* **ASSIGNED TASK**: Return exactly and only these lines: the first of the listing through the one containing "Question. For every instance of the truck".

*** Opening EXTRACTED ENTRIES ***

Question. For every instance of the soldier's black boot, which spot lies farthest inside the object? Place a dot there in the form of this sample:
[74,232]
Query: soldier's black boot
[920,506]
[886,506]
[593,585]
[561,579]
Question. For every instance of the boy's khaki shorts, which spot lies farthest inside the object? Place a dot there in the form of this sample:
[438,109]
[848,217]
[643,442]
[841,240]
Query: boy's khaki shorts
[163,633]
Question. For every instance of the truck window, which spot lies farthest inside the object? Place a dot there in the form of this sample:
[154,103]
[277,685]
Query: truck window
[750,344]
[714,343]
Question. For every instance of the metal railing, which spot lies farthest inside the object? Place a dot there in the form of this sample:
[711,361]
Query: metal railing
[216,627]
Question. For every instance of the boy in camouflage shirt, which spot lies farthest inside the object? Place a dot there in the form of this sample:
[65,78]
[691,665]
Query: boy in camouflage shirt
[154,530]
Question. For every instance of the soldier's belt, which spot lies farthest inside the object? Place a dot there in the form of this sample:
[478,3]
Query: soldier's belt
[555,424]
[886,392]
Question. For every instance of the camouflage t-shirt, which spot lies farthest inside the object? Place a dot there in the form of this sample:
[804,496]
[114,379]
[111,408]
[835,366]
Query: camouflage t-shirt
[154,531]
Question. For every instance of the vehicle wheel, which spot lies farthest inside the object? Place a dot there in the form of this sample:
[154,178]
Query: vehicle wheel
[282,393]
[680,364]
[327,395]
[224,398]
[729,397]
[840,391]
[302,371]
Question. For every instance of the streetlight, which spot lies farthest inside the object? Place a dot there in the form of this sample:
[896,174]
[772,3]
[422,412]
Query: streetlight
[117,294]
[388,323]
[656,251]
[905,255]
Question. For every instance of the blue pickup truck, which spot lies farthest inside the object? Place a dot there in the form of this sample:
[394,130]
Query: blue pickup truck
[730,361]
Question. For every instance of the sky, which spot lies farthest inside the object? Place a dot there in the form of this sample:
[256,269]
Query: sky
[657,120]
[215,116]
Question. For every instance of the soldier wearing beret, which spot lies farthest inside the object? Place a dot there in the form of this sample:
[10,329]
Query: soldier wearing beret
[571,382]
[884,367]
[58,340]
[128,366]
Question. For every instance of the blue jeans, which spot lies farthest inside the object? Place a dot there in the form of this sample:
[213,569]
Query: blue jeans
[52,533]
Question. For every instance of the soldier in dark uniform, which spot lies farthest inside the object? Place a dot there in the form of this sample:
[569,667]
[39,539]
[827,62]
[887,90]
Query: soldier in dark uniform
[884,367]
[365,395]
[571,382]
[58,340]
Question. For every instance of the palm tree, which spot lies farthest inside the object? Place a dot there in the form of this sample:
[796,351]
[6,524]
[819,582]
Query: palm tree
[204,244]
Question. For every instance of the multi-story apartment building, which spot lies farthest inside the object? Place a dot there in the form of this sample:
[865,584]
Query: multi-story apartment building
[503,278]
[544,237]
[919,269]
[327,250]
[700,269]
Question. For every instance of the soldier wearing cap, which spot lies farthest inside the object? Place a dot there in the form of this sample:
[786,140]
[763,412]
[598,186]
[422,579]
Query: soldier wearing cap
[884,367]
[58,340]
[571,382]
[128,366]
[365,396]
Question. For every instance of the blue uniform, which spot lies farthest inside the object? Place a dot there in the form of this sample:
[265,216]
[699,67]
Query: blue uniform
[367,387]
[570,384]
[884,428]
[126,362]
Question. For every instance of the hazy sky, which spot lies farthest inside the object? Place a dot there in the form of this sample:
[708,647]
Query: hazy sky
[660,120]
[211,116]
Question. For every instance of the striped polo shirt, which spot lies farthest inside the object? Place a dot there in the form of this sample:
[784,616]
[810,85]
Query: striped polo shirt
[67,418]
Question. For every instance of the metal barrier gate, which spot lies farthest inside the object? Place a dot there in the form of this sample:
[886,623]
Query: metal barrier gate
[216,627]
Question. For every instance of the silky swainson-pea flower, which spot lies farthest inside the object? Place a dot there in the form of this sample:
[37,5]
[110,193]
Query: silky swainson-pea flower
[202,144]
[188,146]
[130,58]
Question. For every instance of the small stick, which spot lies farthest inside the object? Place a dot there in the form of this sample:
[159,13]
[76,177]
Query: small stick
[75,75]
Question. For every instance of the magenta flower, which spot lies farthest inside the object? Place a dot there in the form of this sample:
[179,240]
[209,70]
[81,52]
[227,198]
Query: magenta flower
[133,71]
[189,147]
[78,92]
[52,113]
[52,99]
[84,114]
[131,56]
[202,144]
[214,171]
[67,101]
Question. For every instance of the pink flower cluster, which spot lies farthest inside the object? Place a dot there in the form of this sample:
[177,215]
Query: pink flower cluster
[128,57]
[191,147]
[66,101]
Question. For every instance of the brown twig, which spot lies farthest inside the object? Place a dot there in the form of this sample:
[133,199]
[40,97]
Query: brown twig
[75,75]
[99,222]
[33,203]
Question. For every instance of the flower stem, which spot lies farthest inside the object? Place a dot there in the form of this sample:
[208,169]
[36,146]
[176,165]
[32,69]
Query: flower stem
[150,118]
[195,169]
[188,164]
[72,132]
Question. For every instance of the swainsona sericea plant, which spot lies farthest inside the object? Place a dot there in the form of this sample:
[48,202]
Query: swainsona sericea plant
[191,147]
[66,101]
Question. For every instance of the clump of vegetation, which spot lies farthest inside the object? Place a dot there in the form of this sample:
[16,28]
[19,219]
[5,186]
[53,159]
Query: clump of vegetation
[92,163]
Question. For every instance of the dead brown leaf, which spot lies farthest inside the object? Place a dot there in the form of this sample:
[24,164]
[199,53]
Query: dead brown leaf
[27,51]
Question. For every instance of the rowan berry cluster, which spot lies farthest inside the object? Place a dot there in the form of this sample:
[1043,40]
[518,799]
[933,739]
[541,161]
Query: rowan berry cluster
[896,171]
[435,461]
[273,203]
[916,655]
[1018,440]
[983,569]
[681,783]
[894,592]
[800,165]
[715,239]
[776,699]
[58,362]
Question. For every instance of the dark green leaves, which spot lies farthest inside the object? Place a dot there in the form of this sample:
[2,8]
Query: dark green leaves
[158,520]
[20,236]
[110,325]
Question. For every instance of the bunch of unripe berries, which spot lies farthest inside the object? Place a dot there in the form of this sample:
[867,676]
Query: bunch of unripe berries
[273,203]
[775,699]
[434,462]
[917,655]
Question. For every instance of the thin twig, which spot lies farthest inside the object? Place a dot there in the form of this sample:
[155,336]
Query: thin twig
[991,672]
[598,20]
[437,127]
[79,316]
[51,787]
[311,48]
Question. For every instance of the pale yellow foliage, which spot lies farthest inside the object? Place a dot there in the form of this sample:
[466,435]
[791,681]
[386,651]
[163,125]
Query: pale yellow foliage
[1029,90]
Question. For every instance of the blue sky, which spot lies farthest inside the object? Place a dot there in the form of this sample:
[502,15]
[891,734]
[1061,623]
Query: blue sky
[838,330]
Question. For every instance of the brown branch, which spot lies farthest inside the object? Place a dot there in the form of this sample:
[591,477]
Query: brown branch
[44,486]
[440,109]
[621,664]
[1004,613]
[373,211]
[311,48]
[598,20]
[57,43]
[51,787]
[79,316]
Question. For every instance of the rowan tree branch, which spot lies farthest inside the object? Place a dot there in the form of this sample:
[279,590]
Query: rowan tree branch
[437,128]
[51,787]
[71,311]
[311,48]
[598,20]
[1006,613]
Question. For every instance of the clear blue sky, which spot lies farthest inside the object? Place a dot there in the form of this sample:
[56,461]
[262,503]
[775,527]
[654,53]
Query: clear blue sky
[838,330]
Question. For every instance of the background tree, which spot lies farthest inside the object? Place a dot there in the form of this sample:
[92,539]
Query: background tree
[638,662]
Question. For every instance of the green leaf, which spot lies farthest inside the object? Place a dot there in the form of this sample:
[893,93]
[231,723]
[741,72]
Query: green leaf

*** Closing EXTRACTED ENTRIES ***

* **SOLUTION BELOW**:
Question. For every instance of the soldier's black boot, which spot lies farthest inside the object? Place a dot there in the form of this sample:
[74,232]
Query: soldier's black boot
[920,506]
[886,506]
[593,585]
[561,579]
Question. For every instance of the boy's khaki shorts, which spot lies farthest inside the object? Place a dot there in the form of this sample:
[438,109]
[848,217]
[643,442]
[841,240]
Query: boy's khaki shorts
[163,633]
Question. For every instance of the truck window, which spot lies farthest inside the object? Place a dot there in the form of this sample:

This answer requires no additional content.